### [DATA TO PROCESS]
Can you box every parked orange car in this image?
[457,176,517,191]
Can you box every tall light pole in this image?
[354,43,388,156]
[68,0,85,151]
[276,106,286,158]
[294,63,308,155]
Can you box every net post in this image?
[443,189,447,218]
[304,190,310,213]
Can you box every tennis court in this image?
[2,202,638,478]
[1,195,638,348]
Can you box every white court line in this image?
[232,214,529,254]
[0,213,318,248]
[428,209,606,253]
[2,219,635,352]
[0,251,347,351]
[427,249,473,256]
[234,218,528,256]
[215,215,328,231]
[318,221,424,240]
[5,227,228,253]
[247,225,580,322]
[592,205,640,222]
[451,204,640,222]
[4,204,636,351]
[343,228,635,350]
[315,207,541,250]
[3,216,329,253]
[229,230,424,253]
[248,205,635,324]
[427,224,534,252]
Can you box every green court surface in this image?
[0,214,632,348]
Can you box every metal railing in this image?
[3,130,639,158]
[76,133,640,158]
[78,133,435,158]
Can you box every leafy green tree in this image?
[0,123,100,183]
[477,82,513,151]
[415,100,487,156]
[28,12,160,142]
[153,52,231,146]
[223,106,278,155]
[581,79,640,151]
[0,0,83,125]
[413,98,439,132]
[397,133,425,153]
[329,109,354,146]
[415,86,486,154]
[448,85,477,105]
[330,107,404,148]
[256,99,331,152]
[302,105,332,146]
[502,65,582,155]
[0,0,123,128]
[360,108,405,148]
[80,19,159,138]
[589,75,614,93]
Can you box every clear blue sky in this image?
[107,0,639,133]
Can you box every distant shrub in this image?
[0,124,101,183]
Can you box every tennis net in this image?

### [TASK DIRECTIONS]
Take the material above and return all of it exactly.

### [RESPONSE TO THE EXERCISE]
Can you box every parked orange car in this image?
[457,176,517,191]
Can you box every tall light pole in this image?
[354,43,388,156]
[68,0,85,151]
[276,106,286,158]
[294,63,308,155]
Can you box every net post in this image?
[443,189,447,218]
[304,190,310,213]
Can you box every tennis court in this image?
[2,202,638,478]
[1,195,638,348]
Can you box every white court line in this image?
[232,214,529,254]
[0,213,318,248]
[428,209,606,253]
[2,219,635,352]
[0,251,347,351]
[427,249,473,256]
[234,218,528,256]
[215,215,328,231]
[318,221,424,240]
[5,227,228,253]
[247,225,580,322]
[592,205,640,222]
[451,204,640,222]
[4,204,636,351]
[343,228,635,350]
[315,207,541,250]
[3,216,329,253]
[229,230,424,253]
[248,205,635,324]
[427,224,534,252]
Can you box every green court surface in this image?
[0,214,632,348]
Can you box every metal railing in this image?
[3,130,639,158]
[76,133,640,158]
[78,133,435,158]
Can you box every leafy green tree in this image?
[0,123,100,183]
[477,82,513,151]
[415,100,487,156]
[28,12,160,142]
[153,52,231,146]
[223,106,278,155]
[581,79,640,151]
[0,0,83,125]
[413,98,439,132]
[397,133,425,153]
[329,109,354,146]
[415,86,486,154]
[448,85,477,105]
[330,107,404,148]
[256,99,331,152]
[302,105,332,146]
[502,65,582,155]
[0,0,123,128]
[360,108,405,148]
[80,19,159,138]
[589,75,614,93]
Can you box every clear blue sky in this image?
[107,0,639,133]
Can you box every distant shrub in this image?
[0,124,101,183]
Can you box every tennis net in this image?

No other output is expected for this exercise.